=== DATA SUPPLIED ===
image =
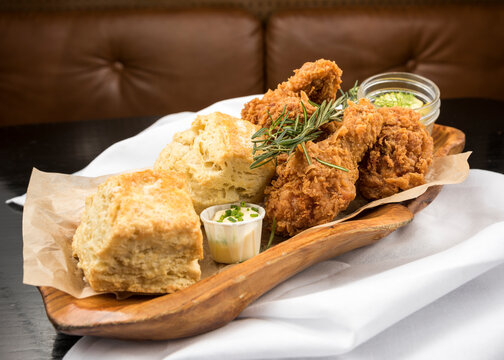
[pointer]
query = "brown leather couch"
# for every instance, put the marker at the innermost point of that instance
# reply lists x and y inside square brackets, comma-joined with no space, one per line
[69,66]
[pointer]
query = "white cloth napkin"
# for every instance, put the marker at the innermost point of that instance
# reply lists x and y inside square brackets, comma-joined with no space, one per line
[333,307]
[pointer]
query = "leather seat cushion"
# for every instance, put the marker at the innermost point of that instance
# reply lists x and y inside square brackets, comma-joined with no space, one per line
[77,66]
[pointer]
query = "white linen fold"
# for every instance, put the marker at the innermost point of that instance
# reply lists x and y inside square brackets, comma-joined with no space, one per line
[338,305]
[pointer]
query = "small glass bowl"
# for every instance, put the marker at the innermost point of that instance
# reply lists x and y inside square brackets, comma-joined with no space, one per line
[232,243]
[423,88]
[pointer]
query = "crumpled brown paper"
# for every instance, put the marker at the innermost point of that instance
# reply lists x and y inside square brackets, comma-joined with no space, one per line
[54,203]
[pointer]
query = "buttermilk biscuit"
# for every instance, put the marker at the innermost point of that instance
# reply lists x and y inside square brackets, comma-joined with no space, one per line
[215,155]
[139,233]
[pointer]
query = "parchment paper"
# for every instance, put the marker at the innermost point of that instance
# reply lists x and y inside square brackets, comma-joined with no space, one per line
[54,204]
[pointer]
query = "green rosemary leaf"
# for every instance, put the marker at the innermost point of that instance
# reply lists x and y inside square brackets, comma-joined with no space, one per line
[285,134]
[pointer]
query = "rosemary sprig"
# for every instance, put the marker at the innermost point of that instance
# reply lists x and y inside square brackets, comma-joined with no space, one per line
[285,134]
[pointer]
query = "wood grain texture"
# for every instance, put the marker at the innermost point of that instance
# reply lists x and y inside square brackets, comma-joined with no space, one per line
[214,301]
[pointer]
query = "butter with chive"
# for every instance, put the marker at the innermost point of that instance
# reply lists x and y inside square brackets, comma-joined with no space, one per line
[236,213]
[398,98]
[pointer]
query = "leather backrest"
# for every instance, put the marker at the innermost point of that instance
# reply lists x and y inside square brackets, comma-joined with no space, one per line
[88,65]
[460,48]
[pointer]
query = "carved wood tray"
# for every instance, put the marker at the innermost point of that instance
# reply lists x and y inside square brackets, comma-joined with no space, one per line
[218,299]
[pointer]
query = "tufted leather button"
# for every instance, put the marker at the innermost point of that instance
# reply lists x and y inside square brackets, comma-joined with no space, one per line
[118,66]
[411,65]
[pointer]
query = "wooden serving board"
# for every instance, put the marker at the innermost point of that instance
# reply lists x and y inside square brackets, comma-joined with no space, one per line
[218,299]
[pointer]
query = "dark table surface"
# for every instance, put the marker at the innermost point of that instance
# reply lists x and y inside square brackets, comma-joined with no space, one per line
[26,332]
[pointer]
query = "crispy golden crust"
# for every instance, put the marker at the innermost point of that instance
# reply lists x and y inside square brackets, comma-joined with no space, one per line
[139,233]
[316,81]
[305,195]
[214,156]
[400,158]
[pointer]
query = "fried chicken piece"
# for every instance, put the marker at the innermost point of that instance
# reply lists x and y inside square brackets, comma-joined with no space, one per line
[316,81]
[400,158]
[305,195]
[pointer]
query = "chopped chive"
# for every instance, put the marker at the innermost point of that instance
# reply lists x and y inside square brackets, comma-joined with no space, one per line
[272,233]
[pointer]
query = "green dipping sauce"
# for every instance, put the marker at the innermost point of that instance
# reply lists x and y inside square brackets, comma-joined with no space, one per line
[402,99]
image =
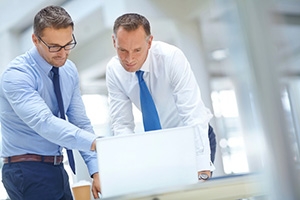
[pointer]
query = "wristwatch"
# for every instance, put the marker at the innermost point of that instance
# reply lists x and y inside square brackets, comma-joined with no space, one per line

=== INSTRUCTION ===
Leave out the pictures and copy every record above exactly.

=== EXERCISE RESULT ===
image =
[pointer]
query = "brown leather couch"
# for every instance, put the marker at the innermost point of that instance
# reply lists x and y inside square brackets, comma-joined with no space, one per line
[69,66]
[pointer]
query = "white cloth napkin"
# for every instance, put the marker at the innermost point of that instance
# reply lists x and y inside square brackets, comma-joined with no space, one per line
[333,307]
[pointer]
query = "leather seat cushion"
# for every instance, put the marker at the innermost point of that instance
# reply lists x and y inside square brackets, comma-joined with no space, one per line
[77,66]
[pointer]
query = "white linen fold"
# for every instance, put the marker at the innermost point of that instance
# reply lists x and y inside square brackets, comma-joined with no space, one per line
[338,305]
[pointer]
query = "small glass bowl"
# for every instance, put the marker at the innermost point of that instance
# reply lists x and y inside square brackets, comma-joined with no space, one per line
[232,243]
[423,88]
[pointer]
query = "crumpled brown paper"
# for every instance, put the marker at the innermost point of that instance
# reply lists x and y inside square brackets, comma-joined with no space, one per line
[54,203]
[pointer]
query = "buttermilk biscuit"
# for every instance, put the marker at the innermost point of that instance
# reply lists x and y inside square brackets, comma-joined with no space, one per line
[215,155]
[139,233]
[pointer]
query = "parchment paper"
# for every instance, put the marker at the innermost point of that instance
# reply lists x and y inside square brackets, comma-joined with no space, one per line
[54,204]
[pointer]
query = "green rosemary leaf"
# for every instance, put the marker at the innermost point of that instance
# reply lists x and y inside square brackets, comma-joined with no space, one per line
[285,134]
[pointer]
query = "rosemary sprig"
# for every instance, put the marker at the innermost point of that instance
# reply lists x and y inside square brackets, comma-joined with no space, one per line
[285,134]
[pointer]
query = "wood grain texture"
# for every instance, put the marker at the innermost point of that instance
# reply lists x and y inside square brackets, comma-joined with no space, one per line
[214,301]
[pointer]
query = "butter with chive"
# for every instance, put the marker at the innermost point of that instance
# reply lists x and y inside square brackets, comma-joined with no space, one per line
[236,213]
[398,98]
[pointer]
query = "leather backrest"
# for every instance, put the marker at the innermost point of that instance
# reply lists x and y inside square brackets, comma-joined with no space, one per line
[88,65]
[460,48]
[pointer]
query = "carved wood tray"
# for every instance, put the marker at the innermost point of that instance
# reply lists x and y inside square brackets, comma-joined with no space, one per line
[218,299]
[pointer]
query = "tufted leather button"
# for every instance, put the marker at the innermost point of that instance
# reply lists x and y inside square brackets, comma-joined with no space, one per line
[118,66]
[411,65]
[pointer]
query = "wooden serving board"
# for every instance, put the marker at the innermost point of that instance
# reply lists x and y inside square brackets, comma-joined with no space, one per line
[218,299]
[pointer]
query = "dark table surface"
# for every instance, put the marker at the innermost point of that instance
# reply lists x and y inside square brackets, comma-joined with no space, one per line
[26,332]
[pointer]
query = "crispy golden crust"
# for every instance, put the marker at the innermost point of that instance
# reply lists x and y inside square brackets, comma-joined with no space, one per line
[139,233]
[316,81]
[305,195]
[214,156]
[400,158]
[pointer]
query = "fried chicken piece"
# for every instance, put the marker at the innermost point of that instance
# reply lists x and y inside square brackets, comma-joined with no space, one per line
[316,81]
[400,158]
[305,195]
[pointer]
query = "chopped chive"
# for every instance, put the marker at the innermost point of that instance
# reply lists x and y inside square brackets, comma-joined with no space, one per line
[272,233]
[pointer]
query = "green dipping sauce"
# for every instance, put the marker at the innermost point of that instance
# reply lists x and y inside square brackets, comma-joined with no space, one per line
[402,99]
image =
[pointer]
query = "wristwatch"
# for every instance, put the marker at the innermost point of that instance
# reply lists x and y inside square brackets, comma-joined with no space, one per line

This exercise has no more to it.